Duplicate word for word the part of the immunology text starting at "During the maturation" and ending at "the peptide [32].".

Text shown>
---

Peptides presented by HLA class I molecules derive from the cytosol. In the cytosol, ubiquitinylated proteins are degraded via proteasomes into short peptides with a length of 3–22 amino acids [32, 55]. The transporter associated with antigen processing subserves ATP-dependent translocation of cytosolic peptides into the lumen of the endoplasmic reticulum, where they are loaded onto the HLA class I molecule [32]. Ubiquitinylated proteins are composed of misfolded and aged proteins, together with defective ribosomal products, that comprise up to 30% of the newly synthesized proteins [56, 57]. Thereby, a rapid CD8+ T cell reaction is enabled in infections [58].

3.2 Peptide presentation by HLA class I molecules

As already described above, the peptide binding region (PBR) is shaped by the α1 and α2 regions of HLA class I molecules, and the α1 and ß1 regions of HLA class II molecules. What they have in common is the basic structure composed of a β-sheet at the ground of the PBR, and two α-helices that form the sidewise boundaries [32].

Solely those peptides with a certain amino acid sequence fit into the PBR of an HLA allele. HLA alleles mostly differ in the PBR region, which gives them a unique peptide binding motif, since alterations in the shape of the PBR lead to the presentation of an altered set of peptides. The PBR of HLA class I molecules is partitioned into pockets A-F, with pocket A binding residue 1 of a given peptide, pocket B binding residue 2 and so on [36, 59, 60, 61]. Typically, a peptide binding motif is defined by a N- and a C-terminal anchor, the amino acids at p2 and pΩ binding to pocket B and F [32, 61]. The side chains of the presented peptide can bind either into the pockets or point outwards. This complex of the peptide and HLA molecule is scanned by T cells that are able to recognize foreign peptides in the complex of self HLA.


4. Activation of the adaptive immune system by drugs

During the maturation of T cells, positive and negative selection assure the generation of an HLA-restricted, but self-tolerant, T cell receptor (TCR) repertoire. Therefore, viral, bacterial or stress-related peptides present in case of infection are recognized by the immune system when CD8+ and CD4+ T cells scan the HLA molecules. The TCR is composed of two chains, α and β, with each obtaining three complementarity determining regions (CDRs) named CDR1, CDR2 and CDR3. These are extremely variable loops able to recognize both the combination of the HLA molecule and the peptide [32].

For the activation of CD8+ T cells, not only the interaction of the TCR is necessary, but also the interaction of the CD8 co-receptor with the HLA molecule, leading to the phosphorylation of the immunoreceptor tyrosine-based activation motifs [62, 63]. As a second signal, the CD28 molecules on naïve T cells need to interact with a receptor of the B7 family on the target cell, aiming to ensure their survival. Finally, cytokines initiate the third signal by triggering the clonal expansion and differentiation into effector cells. The activated cytotoxic T cell can cause the apoptosis of the target cell through the release of granules with perforin, granzymes, and a scaffold protein triggering the activation of the caspase 3 [64].

---

Given entries>
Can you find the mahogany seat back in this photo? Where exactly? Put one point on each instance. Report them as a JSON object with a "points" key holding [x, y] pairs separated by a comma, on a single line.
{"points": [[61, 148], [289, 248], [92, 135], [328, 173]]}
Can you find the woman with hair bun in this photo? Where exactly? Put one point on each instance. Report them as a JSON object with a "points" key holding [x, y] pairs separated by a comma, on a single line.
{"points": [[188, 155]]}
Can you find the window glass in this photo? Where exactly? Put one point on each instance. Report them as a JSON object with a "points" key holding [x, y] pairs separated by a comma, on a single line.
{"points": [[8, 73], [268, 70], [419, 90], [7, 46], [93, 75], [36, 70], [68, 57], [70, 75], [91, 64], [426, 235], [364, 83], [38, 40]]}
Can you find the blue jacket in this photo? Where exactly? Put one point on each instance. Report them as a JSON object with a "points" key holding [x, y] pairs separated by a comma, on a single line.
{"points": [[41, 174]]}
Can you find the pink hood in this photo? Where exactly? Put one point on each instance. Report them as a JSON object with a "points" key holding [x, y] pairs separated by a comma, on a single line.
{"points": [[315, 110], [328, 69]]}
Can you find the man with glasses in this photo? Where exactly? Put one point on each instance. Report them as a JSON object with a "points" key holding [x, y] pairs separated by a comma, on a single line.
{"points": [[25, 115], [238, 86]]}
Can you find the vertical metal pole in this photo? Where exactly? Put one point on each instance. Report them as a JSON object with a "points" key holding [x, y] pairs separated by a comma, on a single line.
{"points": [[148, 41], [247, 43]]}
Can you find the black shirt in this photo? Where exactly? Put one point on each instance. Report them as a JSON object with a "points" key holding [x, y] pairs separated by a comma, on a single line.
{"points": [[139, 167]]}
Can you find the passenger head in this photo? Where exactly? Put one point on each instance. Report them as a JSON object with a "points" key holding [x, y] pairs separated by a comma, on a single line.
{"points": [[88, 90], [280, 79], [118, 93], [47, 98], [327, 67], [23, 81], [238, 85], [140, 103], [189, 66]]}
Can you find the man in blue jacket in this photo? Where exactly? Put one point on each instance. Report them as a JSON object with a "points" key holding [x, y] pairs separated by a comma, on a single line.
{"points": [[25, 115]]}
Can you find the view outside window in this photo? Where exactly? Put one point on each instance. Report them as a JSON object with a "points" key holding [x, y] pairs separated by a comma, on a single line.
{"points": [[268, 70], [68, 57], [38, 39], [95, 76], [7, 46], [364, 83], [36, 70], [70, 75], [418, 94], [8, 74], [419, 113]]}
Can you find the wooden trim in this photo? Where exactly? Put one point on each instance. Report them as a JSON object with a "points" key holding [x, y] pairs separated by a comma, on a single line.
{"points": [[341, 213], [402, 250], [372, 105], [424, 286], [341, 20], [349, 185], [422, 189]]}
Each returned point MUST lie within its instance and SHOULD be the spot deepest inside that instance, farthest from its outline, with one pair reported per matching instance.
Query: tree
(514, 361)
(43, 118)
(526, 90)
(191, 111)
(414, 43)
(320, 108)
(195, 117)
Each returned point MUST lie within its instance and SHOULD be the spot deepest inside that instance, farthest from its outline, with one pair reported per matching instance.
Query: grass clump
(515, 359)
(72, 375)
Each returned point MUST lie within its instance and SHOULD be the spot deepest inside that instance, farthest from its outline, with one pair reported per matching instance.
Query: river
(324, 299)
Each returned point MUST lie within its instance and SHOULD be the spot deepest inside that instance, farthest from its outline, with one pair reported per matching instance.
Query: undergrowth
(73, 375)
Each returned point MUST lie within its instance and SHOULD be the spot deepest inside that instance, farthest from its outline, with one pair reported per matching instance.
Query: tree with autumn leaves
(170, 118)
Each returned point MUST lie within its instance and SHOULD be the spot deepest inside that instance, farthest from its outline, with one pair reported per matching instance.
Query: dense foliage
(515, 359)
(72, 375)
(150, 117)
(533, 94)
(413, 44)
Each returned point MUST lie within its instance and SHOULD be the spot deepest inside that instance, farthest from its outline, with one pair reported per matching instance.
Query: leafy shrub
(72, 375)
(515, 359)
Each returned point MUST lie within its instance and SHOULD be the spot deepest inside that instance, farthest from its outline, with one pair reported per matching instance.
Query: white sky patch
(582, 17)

---

Exercise output>
During the maturation of T cells, positive and negative selection assure the generation of an HLA-restricted, but self-tolerant, T cell receptor (TCR) repertoire. Therefore, viral, bacterial or stress-related peptides present in case of infection are recognized by the immune system when CD8+ and CD4+ T cells scan the HLA molecules. The TCR is composed of two chains, α and β, with each obtaining three complementarity determining regions (CDRs) named CDR1, CDR2 and CDR3. These are extremely variable loops able to recognize both the combination of the HLA molecule and the peptide [32].